Written problem - State how many of the lines below contain the word "wearing", and give only the number.
[Begin]
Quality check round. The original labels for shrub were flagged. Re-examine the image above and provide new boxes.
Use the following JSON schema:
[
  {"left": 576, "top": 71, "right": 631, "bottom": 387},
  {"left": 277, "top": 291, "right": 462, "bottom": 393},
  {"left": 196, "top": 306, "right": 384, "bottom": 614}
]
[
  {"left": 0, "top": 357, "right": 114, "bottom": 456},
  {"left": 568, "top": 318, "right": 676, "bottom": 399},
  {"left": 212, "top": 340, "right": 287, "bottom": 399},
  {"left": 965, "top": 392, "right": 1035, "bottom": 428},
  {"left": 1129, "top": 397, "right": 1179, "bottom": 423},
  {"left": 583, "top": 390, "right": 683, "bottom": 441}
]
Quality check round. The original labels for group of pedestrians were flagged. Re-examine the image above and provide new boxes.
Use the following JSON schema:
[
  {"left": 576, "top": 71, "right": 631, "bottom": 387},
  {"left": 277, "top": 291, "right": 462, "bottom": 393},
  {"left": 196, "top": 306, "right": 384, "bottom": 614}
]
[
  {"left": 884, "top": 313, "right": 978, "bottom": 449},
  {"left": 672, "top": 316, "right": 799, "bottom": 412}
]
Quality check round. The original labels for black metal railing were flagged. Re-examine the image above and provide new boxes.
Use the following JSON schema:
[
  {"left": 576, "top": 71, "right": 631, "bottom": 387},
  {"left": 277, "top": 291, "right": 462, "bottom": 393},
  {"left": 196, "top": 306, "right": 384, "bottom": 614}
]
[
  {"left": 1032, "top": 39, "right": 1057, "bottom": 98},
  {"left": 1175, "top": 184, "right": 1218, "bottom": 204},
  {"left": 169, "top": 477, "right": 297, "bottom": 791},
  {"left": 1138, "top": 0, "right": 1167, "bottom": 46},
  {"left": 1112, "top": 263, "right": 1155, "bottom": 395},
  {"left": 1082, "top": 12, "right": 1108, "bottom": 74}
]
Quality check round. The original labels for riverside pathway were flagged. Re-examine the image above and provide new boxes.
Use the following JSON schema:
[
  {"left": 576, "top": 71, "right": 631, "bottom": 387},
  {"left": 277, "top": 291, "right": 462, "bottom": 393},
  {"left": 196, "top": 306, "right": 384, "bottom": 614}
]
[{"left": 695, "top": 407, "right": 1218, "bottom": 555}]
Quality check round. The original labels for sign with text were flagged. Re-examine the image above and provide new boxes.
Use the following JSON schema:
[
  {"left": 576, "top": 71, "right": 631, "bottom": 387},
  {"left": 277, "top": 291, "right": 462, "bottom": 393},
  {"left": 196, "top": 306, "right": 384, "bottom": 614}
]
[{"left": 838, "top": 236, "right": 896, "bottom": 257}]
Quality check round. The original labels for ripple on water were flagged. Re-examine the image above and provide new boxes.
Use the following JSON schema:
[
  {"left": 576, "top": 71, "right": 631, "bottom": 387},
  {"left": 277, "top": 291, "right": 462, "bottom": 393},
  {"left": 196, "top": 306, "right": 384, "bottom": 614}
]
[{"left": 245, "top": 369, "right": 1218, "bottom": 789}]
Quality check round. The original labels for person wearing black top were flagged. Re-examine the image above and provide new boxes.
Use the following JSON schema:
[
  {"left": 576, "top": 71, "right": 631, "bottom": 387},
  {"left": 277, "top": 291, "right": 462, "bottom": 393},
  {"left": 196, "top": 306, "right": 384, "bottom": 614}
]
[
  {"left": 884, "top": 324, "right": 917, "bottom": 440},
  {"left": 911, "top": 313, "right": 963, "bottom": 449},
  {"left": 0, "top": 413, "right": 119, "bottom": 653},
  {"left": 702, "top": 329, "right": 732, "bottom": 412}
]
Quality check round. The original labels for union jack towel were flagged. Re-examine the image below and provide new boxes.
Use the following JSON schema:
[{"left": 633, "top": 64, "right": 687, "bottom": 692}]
[End]
[Begin]
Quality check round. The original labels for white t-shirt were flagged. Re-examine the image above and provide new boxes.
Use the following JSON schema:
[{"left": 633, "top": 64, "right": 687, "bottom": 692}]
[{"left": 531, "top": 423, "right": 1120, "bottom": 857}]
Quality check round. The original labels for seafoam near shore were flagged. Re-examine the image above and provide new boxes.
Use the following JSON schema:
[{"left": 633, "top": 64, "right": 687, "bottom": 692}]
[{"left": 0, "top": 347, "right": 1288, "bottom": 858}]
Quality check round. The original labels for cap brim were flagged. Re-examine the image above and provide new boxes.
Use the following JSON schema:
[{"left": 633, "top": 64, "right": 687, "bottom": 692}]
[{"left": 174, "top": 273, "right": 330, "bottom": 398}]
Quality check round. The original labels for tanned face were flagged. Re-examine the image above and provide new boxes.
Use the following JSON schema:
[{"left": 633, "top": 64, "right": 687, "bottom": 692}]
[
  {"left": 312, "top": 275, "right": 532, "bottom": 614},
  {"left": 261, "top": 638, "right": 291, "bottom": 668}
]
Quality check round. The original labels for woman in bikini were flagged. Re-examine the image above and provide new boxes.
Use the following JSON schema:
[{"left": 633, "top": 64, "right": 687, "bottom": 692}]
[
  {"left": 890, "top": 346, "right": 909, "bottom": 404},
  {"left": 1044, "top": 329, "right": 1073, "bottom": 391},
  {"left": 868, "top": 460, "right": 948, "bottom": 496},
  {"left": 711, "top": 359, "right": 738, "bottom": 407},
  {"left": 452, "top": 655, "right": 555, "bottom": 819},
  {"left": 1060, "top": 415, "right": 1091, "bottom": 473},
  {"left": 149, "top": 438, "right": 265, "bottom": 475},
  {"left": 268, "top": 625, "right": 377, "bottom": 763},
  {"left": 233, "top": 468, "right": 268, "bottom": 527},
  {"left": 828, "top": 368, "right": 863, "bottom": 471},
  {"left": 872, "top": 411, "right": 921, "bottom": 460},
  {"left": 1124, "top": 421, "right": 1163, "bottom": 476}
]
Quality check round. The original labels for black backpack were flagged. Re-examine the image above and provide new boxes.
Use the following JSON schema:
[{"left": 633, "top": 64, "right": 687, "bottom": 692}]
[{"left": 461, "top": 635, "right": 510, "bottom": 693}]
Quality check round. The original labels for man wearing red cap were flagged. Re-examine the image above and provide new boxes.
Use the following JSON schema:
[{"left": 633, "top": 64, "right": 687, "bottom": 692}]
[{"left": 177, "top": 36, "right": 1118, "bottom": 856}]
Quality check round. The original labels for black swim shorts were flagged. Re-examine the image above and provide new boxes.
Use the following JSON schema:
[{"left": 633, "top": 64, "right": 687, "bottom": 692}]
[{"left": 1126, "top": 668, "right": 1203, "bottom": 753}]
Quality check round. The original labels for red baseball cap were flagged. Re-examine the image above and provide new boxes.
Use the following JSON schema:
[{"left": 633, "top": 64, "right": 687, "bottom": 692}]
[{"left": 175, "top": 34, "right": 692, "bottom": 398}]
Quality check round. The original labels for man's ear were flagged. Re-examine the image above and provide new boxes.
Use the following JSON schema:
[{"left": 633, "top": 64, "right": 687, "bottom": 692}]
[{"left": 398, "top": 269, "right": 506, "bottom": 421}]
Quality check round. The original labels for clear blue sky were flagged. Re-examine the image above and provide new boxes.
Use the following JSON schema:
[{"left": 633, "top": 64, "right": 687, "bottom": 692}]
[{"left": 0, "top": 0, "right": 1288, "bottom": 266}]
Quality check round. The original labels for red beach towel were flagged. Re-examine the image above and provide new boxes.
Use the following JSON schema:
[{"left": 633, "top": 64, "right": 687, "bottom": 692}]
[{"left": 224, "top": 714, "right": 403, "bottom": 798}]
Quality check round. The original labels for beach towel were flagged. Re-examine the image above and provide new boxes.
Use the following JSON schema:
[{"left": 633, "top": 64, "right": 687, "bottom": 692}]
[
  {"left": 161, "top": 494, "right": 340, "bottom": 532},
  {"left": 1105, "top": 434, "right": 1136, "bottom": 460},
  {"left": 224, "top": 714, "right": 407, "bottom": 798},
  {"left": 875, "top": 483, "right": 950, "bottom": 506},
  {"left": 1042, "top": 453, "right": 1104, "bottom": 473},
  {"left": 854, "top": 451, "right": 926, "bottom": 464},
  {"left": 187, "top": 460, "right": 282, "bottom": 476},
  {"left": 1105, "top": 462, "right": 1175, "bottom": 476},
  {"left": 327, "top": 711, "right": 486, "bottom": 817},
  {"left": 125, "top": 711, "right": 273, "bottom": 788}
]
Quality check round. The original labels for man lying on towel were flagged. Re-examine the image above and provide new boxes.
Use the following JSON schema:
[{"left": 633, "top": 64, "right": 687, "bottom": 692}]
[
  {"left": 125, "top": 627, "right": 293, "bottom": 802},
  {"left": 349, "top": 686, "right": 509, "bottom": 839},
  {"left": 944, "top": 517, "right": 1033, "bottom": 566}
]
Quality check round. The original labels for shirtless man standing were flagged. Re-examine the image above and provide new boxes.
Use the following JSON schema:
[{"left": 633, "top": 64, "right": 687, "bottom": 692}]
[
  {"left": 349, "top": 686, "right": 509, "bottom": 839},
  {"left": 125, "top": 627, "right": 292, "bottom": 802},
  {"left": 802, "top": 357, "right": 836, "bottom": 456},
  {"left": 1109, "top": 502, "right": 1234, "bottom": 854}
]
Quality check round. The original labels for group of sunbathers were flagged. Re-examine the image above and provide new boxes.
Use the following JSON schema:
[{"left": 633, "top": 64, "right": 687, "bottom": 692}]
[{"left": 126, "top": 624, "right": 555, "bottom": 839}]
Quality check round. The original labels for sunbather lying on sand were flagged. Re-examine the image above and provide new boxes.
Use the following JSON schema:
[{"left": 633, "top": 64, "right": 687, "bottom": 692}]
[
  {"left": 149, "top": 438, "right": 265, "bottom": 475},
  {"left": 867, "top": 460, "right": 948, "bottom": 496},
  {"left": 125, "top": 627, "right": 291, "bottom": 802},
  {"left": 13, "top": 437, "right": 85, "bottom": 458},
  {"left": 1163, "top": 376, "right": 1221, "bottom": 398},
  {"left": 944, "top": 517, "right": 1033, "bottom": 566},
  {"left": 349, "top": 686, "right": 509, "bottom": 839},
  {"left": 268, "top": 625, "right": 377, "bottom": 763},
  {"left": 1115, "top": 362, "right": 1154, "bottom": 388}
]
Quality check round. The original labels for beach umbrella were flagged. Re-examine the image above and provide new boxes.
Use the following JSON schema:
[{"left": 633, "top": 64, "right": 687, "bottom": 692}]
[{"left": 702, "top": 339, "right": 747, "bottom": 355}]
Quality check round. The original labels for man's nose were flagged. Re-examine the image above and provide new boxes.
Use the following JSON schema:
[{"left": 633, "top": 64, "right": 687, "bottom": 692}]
[End]
Expected answer - 2